PROBLEM DETAILS: Nothing should be left out: output all of the entries exactly.

PROVIDED RECORDS:
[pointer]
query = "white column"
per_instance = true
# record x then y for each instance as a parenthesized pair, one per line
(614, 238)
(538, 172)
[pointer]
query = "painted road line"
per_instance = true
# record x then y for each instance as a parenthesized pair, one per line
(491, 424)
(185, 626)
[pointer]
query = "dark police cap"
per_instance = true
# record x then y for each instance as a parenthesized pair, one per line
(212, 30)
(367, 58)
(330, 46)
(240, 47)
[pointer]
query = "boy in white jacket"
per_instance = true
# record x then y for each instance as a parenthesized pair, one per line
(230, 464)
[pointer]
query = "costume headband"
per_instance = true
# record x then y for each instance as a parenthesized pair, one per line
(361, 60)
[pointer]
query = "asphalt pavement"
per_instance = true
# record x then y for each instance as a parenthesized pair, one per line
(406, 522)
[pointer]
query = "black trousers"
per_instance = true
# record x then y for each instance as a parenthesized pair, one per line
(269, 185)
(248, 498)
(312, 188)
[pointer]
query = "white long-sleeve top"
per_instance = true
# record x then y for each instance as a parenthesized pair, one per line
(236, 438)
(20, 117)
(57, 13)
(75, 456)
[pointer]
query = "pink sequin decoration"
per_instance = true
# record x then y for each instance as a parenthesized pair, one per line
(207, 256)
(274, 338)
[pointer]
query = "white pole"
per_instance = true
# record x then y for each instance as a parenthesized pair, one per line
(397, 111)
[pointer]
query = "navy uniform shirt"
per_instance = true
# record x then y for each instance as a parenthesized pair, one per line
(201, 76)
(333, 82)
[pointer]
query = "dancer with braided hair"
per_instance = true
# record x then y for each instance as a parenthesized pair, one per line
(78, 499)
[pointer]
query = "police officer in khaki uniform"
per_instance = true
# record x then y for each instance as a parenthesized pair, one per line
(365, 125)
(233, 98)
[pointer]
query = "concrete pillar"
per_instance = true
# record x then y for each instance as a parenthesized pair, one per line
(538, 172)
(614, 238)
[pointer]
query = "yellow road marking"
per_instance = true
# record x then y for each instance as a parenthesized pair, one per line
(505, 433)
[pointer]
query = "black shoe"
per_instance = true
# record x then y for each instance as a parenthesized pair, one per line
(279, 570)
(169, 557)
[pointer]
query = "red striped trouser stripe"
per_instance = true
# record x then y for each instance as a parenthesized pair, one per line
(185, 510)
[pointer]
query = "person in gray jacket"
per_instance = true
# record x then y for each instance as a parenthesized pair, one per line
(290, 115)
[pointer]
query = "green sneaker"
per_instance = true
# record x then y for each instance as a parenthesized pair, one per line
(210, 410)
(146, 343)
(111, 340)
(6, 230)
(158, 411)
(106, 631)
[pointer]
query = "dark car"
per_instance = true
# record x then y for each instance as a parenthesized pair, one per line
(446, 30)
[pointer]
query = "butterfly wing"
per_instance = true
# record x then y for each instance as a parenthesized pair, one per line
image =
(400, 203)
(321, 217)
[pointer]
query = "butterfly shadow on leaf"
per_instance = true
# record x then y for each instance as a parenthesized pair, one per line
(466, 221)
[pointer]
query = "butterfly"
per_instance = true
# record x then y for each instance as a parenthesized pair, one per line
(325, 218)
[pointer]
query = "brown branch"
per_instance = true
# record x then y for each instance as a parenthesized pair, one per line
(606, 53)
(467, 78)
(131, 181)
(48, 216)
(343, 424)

RESULT FOR THIS TASK:
[pointer]
query = "white column"
per_instance = true
# record x then y for each instance as a parenthesized pair, one per line
(614, 238)
(538, 172)
[pointer]
query = "painted road line"
per_instance = true
# record x then y for each instance as a parenthesized pair, one per line
(491, 424)
(185, 626)
[pointer]
query = "dark police cap"
per_instance = true
# record x then y for each instance as a parenthesized pair, one per line
(212, 30)
(367, 58)
(330, 46)
(240, 47)
[pointer]
query = "boy in white jacket"
per_instance = true
# record x then y for each instance as a parenthesized pair, one per line
(230, 464)
[pointer]
query = "costume headband"
per_instance = true
# record x then y for each instance as a parenthesized pair, one per line
(361, 60)
[pointer]
query = "asphalt pavement"
per_instance = true
# record x then y for each instance as a parenthesized pair, one per line
(406, 522)
[pointer]
query = "black trousers"
per_instance = true
# record x then y for each instance as a parenthesized pair, one per line
(269, 185)
(248, 498)
(312, 188)
[pointer]
query = "white long-sleeve top"
per_instance = true
# record x then y for each instance as a parenthesized pair, one per line
(236, 438)
(20, 117)
(57, 13)
(75, 456)
[pointer]
query = "pink sequin decoration"
per_instance = true
# record x then y for each instance as a parenthesized pair, one per line
(207, 256)
(274, 338)
[pointer]
query = "white pole"
per_instance = true
# record x then y for each instance as a parenthesized pair, one per line
(397, 111)
[pointer]
query = "navy uniform shirt"
per_instance = true
# record x then y for each instance as a parenthesized pair, one per line
(201, 76)
(333, 82)
[pointer]
query = "dancer with braided hair"
per_instance = true
# record x then y for each instance as a parenthesized pair, one per line
(78, 499)
[pointer]
query = "police officer in khaki uniform"
per_instance = true
# record x then y for each instance as a parenthesized pair, one per line
(365, 125)
(233, 98)
[pointer]
query = "concrete pillar"
per_instance = true
# record x then y for each instance as a parenthesized pair, one per line
(538, 172)
(614, 238)
[pointer]
query = "yellow road marking"
per_instance = true
# record x then y for each instance as a parenthesized pair, one per line
(505, 433)
[pointer]
query = "black shoe"
per_instance = true
# record x then y for each instance as a parenthesized pair, one per line
(279, 570)
(169, 557)
[pointer]
query = "red striped trouser stripe"
per_instance = true
# record x then y for each instance as a parenthesized pair, one per line
(185, 510)
[pointer]
query = "person in gray jacket"
per_instance = true
# record x then y for each instance as a parenthesized pair, one per line
(290, 115)
[pointer]
query = "green sneaker"
per_instance = true
# record x then y for each instance as a parenthesized pair, one per line
(210, 410)
(146, 343)
(111, 340)
(6, 230)
(158, 411)
(106, 631)
[pointer]
query = "dark car"
per_instance = true
# record x then y for each instance as a parenthesized pair, one per line
(446, 30)
[pointer]
query = "butterfly wing"
per_instance = true
# record x then y for each instance as a parenthesized pair, one per line
image =
(400, 203)
(321, 217)
[pointer]
query = "butterfly shadow on leaf"
per_instance = true
# record x then y for each instance as a parenthesized pair, one per line
(466, 221)
[pointer]
query = "butterfly"
per_instance = true
# record x then y for each instance as a parenthesized pair, one per line
(325, 218)
[pointer]
query = "brown branch"
per_instance = true
# record x then y for each instance as a parenthesized pair, one per line
(606, 53)
(467, 78)
(131, 181)
(48, 216)
(343, 424)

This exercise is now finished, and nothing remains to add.